Exercise prompt >> Return every line of the material below verbatim, with no changes.

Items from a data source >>
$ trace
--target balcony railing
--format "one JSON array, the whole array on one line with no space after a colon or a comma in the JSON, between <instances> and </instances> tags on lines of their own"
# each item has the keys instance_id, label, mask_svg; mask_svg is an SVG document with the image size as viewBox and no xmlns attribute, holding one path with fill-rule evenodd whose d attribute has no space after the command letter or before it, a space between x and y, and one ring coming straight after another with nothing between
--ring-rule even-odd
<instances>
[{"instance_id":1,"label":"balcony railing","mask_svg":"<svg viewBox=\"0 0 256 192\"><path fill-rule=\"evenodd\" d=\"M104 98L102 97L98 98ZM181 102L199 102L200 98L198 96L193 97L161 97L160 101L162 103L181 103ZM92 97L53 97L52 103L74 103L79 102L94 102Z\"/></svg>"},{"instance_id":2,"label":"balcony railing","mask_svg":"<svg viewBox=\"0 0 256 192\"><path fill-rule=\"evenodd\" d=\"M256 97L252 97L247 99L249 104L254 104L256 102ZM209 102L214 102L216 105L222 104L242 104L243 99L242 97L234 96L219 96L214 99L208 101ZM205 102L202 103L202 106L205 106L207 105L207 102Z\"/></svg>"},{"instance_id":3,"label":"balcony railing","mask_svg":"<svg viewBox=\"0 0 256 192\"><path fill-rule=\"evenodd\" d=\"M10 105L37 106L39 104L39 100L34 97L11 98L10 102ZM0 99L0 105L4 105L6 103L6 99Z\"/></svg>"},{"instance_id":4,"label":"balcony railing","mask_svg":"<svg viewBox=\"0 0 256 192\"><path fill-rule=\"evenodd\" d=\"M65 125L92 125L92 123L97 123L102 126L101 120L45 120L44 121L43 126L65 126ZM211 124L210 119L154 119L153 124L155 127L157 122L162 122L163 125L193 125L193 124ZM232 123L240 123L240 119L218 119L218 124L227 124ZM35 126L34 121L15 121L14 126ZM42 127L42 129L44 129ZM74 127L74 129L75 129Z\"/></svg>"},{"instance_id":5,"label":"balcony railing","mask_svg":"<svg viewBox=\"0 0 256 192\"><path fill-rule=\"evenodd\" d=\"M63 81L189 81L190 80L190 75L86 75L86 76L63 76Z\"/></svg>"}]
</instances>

Expected output >>
$ trace
--target balcony railing
--format "one JSON array, the whole array on one line with no space after a colon or a comma in the JSON, between <instances> and </instances> tags on lines of their own"
# each item has the keys instance_id, label, mask_svg; mask_svg is an SVG document with the image size as viewBox and no xmlns attribute, holding one path with fill-rule evenodd whose d attribute has no space after the command letter or before it, a space between x and y, and one ring coming straight after another with nothing between
--ring-rule even-odd
<instances>
[{"instance_id":1,"label":"balcony railing","mask_svg":"<svg viewBox=\"0 0 256 192\"><path fill-rule=\"evenodd\" d=\"M104 98L102 97L98 98ZM181 102L199 102L200 98L198 96L193 97L161 97L160 101L162 103L181 103ZM92 97L53 97L52 103L74 103L79 102L94 102Z\"/></svg>"},{"instance_id":2,"label":"balcony railing","mask_svg":"<svg viewBox=\"0 0 256 192\"><path fill-rule=\"evenodd\" d=\"M256 97L252 97L247 99L249 104L254 104L256 102ZM209 102L214 102L216 105L222 104L242 104L243 99L242 97L234 96L219 96L214 99L208 101ZM205 102L202 103L202 106L205 106L207 105L207 102Z\"/></svg>"},{"instance_id":3,"label":"balcony railing","mask_svg":"<svg viewBox=\"0 0 256 192\"><path fill-rule=\"evenodd\" d=\"M10 105L37 106L39 104L39 100L34 97L11 98L10 102ZM0 99L0 105L4 105L6 103L6 99Z\"/></svg>"},{"instance_id":4,"label":"balcony railing","mask_svg":"<svg viewBox=\"0 0 256 192\"><path fill-rule=\"evenodd\" d=\"M65 125L92 125L92 123L97 123L102 126L101 120L45 120L44 121L43 126L65 126ZM211 124L210 119L154 119L153 124L155 127L157 122L162 122L163 125L193 125L193 124ZM232 123L240 123L240 119L218 119L218 124L227 124ZM35 126L34 121L15 121L14 126ZM42 127L42 129L44 129ZM74 127L74 129L75 129Z\"/></svg>"},{"instance_id":5,"label":"balcony railing","mask_svg":"<svg viewBox=\"0 0 256 192\"><path fill-rule=\"evenodd\" d=\"M63 81L189 81L190 80L190 75L86 75L86 76L63 76Z\"/></svg>"}]
</instances>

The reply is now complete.